### [Instruction]
Please present every line from the one containing "Our client has asked us to pinpoint the bird's tail" through the end of the records, both included, as a Markdown table with the columns Row and Line, leaving out blank lines.

(Saved entries)
+ + +
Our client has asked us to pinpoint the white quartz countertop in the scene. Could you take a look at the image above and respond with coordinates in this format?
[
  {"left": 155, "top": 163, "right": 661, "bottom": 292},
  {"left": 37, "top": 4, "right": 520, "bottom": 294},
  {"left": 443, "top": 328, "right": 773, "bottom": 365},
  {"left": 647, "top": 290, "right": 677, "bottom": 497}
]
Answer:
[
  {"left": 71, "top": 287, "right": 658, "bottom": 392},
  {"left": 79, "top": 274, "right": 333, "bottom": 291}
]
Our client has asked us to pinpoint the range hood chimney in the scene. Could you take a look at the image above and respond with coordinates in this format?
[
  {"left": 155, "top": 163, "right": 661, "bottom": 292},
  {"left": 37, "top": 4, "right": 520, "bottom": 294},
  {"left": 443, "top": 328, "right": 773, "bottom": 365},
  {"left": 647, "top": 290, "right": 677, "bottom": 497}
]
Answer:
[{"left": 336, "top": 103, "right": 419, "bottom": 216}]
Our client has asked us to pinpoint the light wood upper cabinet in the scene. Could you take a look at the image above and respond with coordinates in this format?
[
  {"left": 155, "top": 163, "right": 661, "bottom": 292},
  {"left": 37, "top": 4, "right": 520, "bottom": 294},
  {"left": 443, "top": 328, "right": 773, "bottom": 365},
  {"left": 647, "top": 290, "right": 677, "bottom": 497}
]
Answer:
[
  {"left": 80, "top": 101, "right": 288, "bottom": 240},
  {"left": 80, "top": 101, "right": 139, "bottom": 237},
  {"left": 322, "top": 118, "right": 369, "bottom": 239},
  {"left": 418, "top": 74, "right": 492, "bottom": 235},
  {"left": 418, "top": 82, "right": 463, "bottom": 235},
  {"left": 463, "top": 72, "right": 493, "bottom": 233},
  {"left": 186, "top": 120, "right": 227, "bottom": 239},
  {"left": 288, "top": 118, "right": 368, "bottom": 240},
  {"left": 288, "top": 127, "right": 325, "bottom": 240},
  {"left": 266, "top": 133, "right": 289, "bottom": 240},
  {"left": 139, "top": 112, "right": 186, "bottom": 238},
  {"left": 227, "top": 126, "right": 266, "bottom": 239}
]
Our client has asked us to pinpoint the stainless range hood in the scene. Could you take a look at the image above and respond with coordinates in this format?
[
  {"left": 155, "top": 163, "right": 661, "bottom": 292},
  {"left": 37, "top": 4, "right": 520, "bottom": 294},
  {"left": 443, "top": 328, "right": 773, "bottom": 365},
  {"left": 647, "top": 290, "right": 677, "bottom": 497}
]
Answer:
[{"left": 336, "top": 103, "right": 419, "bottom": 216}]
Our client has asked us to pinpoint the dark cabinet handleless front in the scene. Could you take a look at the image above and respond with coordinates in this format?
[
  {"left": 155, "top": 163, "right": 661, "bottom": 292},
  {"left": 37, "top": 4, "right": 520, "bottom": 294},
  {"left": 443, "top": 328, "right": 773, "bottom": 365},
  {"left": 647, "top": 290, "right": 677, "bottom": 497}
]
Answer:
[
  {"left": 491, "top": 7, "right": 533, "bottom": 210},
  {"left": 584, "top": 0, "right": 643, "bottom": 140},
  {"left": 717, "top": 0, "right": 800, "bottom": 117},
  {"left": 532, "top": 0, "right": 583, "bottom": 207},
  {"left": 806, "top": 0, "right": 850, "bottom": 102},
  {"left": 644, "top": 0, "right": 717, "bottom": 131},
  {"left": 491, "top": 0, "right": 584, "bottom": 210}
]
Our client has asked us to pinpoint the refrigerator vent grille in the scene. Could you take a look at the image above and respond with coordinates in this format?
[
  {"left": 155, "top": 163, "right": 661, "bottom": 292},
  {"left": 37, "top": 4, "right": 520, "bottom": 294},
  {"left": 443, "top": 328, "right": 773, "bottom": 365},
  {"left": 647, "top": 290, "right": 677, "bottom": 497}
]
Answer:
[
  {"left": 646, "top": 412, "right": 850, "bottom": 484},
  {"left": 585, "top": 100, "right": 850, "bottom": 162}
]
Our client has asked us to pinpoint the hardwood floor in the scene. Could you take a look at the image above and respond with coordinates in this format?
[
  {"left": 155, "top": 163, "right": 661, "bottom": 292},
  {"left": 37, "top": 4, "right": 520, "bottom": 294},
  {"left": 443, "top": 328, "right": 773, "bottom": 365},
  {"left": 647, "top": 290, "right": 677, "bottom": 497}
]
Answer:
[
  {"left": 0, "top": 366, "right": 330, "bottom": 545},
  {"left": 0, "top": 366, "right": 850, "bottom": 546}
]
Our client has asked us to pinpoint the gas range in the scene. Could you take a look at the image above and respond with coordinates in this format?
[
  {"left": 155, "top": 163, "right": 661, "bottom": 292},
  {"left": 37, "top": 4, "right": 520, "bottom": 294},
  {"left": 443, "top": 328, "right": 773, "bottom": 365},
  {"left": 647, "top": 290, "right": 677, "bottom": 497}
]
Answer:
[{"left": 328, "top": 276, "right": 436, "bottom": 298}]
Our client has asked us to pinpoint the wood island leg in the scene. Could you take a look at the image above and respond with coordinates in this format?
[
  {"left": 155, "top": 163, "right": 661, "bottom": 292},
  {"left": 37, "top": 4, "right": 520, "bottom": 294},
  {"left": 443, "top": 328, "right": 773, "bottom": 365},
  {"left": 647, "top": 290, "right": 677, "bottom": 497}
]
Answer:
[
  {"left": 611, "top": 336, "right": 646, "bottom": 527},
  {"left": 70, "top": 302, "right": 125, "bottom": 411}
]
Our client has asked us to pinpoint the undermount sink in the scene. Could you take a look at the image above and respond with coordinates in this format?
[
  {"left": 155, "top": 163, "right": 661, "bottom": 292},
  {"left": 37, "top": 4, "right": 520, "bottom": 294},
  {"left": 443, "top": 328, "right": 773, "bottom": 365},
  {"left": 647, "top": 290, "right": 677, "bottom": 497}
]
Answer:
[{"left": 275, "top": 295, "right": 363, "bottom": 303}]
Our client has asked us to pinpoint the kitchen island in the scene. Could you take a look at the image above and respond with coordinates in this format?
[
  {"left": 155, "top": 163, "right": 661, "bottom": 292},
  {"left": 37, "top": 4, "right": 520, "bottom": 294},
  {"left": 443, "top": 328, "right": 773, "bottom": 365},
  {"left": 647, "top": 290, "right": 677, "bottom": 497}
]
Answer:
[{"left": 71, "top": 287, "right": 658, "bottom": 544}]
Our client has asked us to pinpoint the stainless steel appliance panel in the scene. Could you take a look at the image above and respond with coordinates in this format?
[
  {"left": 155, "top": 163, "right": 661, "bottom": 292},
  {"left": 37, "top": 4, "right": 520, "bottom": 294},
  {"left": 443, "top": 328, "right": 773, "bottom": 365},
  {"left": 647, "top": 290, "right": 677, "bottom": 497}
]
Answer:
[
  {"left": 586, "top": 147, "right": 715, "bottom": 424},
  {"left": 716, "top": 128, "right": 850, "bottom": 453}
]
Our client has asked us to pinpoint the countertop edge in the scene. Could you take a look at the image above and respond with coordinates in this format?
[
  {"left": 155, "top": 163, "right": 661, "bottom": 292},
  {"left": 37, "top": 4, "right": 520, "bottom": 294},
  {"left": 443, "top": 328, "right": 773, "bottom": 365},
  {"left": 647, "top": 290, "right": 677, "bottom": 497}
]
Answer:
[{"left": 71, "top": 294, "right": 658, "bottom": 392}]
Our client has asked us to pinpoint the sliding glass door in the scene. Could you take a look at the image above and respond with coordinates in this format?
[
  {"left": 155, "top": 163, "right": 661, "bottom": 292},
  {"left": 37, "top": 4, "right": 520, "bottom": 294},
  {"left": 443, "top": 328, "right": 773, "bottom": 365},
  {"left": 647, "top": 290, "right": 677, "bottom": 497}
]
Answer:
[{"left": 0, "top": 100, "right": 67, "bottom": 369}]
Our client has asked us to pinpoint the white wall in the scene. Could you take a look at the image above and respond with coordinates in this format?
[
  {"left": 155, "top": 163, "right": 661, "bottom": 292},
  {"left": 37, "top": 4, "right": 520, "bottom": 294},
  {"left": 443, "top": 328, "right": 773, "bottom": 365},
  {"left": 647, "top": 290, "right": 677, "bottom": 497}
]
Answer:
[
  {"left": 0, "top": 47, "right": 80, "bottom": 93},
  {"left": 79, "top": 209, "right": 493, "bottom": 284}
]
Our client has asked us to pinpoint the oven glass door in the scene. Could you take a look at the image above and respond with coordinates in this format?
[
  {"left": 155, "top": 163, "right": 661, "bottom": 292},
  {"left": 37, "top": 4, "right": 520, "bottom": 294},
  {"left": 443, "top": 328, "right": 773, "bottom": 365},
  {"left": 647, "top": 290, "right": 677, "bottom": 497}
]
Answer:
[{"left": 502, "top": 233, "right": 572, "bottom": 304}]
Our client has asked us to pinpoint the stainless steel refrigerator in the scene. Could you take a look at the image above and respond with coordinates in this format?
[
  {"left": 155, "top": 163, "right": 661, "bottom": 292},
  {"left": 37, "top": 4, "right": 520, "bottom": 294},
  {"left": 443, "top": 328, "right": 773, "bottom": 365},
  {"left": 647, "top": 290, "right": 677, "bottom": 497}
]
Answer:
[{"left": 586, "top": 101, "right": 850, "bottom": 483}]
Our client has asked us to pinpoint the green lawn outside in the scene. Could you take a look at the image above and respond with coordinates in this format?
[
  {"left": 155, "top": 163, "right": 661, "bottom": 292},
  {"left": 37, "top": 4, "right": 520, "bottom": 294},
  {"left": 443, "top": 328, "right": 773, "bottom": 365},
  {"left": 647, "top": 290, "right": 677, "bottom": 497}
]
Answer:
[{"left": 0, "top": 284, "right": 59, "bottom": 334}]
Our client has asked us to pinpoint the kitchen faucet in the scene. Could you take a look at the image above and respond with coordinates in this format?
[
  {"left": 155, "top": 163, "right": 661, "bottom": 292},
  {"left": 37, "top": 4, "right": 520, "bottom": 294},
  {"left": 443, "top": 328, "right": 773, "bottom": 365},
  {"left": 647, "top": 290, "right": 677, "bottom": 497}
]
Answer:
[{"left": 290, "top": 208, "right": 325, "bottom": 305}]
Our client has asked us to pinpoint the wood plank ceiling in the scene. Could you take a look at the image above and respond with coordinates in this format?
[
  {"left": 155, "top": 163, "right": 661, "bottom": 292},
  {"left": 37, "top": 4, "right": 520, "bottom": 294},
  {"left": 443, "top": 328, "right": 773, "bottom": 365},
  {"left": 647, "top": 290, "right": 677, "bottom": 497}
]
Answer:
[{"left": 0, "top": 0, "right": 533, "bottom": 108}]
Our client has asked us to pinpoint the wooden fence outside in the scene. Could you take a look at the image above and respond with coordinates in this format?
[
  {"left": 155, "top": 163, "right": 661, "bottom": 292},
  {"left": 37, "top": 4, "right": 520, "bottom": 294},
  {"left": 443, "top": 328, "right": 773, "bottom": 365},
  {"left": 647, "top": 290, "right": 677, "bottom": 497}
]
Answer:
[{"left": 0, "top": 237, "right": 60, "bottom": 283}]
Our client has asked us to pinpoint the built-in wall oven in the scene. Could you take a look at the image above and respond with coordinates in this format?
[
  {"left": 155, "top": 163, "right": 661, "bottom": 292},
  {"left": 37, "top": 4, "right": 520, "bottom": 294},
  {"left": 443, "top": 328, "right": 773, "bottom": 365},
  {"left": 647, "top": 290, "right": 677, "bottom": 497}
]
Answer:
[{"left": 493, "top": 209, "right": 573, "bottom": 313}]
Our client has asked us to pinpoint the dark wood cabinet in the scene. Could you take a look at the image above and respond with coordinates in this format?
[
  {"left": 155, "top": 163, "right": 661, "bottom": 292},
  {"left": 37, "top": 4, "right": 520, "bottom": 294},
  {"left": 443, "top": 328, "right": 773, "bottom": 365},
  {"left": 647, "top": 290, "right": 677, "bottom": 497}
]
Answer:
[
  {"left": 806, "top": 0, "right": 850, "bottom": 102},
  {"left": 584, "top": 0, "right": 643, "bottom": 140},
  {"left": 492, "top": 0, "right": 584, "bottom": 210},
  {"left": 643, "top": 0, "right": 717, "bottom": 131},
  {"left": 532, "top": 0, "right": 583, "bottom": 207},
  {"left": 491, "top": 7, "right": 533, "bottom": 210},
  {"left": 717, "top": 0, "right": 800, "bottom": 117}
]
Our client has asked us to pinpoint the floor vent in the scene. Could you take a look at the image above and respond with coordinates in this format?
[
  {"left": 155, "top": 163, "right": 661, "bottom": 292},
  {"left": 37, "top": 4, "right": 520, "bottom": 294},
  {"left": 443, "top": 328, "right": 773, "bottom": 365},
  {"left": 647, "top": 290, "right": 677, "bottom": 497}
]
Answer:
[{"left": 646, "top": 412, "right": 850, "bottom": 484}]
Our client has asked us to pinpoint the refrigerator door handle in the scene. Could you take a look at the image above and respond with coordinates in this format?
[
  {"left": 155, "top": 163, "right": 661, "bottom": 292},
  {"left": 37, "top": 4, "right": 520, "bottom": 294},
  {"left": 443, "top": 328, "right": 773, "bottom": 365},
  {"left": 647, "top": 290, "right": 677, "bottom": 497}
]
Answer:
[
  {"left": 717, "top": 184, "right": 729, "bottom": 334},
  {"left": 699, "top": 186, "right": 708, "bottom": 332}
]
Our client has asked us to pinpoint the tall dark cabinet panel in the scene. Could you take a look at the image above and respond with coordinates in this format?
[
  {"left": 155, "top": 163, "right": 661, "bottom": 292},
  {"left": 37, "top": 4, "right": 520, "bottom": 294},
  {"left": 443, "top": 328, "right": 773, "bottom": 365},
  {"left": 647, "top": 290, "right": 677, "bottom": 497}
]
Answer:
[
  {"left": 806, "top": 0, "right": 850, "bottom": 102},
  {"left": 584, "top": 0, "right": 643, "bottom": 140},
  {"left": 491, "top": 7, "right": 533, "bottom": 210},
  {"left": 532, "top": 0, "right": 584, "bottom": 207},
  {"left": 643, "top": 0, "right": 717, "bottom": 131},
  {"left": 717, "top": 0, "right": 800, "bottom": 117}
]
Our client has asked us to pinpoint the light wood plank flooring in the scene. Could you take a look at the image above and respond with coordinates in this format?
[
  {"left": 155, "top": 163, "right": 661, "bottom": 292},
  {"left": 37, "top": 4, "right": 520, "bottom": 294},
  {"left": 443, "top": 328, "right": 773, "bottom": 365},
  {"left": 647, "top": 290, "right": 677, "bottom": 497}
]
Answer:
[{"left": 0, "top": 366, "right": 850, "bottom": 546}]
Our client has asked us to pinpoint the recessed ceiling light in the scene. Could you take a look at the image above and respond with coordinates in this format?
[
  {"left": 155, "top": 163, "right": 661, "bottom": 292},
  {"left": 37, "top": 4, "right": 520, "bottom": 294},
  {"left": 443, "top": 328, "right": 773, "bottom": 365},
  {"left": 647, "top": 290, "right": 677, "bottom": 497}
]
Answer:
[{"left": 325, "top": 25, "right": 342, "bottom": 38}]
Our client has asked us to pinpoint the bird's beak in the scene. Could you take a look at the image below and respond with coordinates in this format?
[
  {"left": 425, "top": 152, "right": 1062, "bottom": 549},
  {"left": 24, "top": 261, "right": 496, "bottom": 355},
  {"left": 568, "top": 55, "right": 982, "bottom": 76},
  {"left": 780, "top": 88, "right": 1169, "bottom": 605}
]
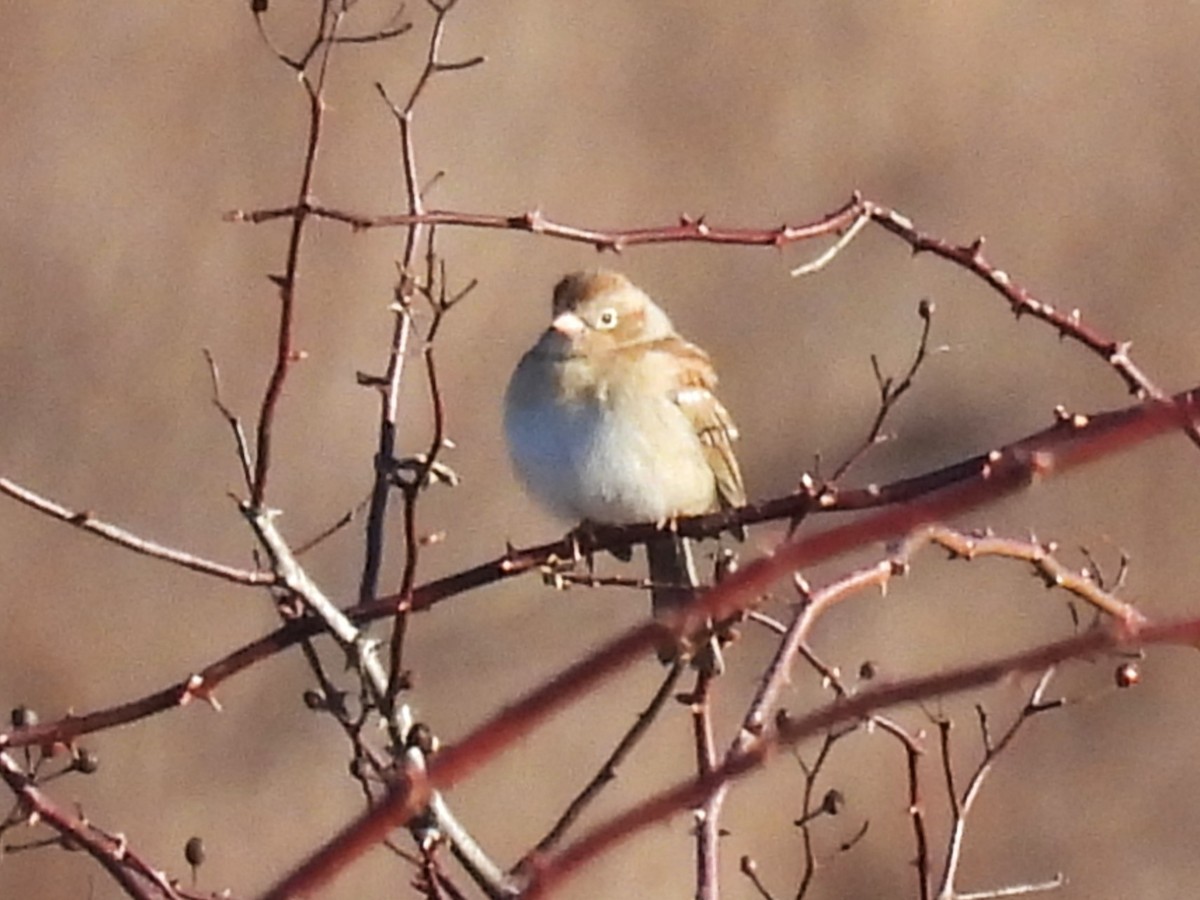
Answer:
[{"left": 550, "top": 312, "right": 584, "bottom": 337}]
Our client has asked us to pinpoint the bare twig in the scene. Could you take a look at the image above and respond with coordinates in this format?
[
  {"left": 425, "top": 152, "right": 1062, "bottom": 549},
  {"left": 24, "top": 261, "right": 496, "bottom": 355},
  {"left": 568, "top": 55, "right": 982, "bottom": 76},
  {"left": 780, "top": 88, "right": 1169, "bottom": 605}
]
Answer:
[
  {"left": 517, "top": 664, "right": 683, "bottom": 870},
  {"left": 0, "top": 394, "right": 1171, "bottom": 746},
  {"left": 250, "top": 0, "right": 346, "bottom": 508},
  {"left": 0, "top": 752, "right": 181, "bottom": 900},
  {"left": 0, "top": 478, "right": 275, "bottom": 587},
  {"left": 359, "top": 0, "right": 482, "bottom": 609},
  {"left": 830, "top": 300, "right": 934, "bottom": 482},
  {"left": 937, "top": 666, "right": 1062, "bottom": 900},
  {"left": 688, "top": 668, "right": 721, "bottom": 900}
]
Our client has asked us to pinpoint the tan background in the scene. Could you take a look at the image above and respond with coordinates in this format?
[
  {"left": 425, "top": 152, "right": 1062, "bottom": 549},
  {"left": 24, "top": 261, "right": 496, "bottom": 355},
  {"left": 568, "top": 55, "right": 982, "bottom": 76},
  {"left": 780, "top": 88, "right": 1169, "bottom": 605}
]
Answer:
[{"left": 0, "top": 0, "right": 1200, "bottom": 900}]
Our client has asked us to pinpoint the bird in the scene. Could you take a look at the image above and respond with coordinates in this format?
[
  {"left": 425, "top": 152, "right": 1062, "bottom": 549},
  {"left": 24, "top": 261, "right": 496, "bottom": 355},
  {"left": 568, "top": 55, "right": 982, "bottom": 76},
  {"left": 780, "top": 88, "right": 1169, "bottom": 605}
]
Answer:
[{"left": 504, "top": 269, "right": 746, "bottom": 671}]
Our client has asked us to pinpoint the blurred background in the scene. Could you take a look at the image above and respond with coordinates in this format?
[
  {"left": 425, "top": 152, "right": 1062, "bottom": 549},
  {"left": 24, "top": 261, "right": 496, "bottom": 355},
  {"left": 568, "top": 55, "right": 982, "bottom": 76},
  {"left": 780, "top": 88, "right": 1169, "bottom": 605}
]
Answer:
[{"left": 0, "top": 0, "right": 1200, "bottom": 900}]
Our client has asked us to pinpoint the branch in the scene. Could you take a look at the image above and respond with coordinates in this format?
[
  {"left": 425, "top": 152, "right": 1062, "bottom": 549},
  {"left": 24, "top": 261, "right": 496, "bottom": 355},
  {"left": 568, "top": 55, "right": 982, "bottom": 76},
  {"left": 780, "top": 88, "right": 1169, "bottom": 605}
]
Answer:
[{"left": 0, "top": 478, "right": 275, "bottom": 587}]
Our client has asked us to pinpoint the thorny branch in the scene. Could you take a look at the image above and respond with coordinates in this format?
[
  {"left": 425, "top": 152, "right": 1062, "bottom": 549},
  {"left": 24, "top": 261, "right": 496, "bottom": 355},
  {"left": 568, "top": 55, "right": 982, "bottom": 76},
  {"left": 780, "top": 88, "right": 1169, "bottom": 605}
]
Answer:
[{"left": 0, "top": 395, "right": 1171, "bottom": 746}]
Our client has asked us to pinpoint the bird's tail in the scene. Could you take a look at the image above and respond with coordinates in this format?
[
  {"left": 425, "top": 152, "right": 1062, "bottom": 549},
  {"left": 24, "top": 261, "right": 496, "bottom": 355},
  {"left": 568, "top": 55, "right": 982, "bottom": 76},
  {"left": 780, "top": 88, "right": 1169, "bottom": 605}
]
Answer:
[{"left": 646, "top": 534, "right": 725, "bottom": 674}]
+ + +
### [Finished answer]
| Row | Line |
|---|---|
| 1 | Our client has asked us to pinpoint the bird's tail in the scene. Could you take a look at the image above and respond with coordinates in this format? |
| 2 | [ |
| 3 |   {"left": 425, "top": 152, "right": 1062, "bottom": 549}, |
| 4 |   {"left": 24, "top": 261, "right": 496, "bottom": 355}, |
| 5 |   {"left": 568, "top": 55, "right": 982, "bottom": 76}, |
| 6 |   {"left": 780, "top": 88, "right": 1169, "bottom": 605} |
| 7 | ] |
| 8 | Answer: |
| 9 | [{"left": 646, "top": 534, "right": 725, "bottom": 674}] |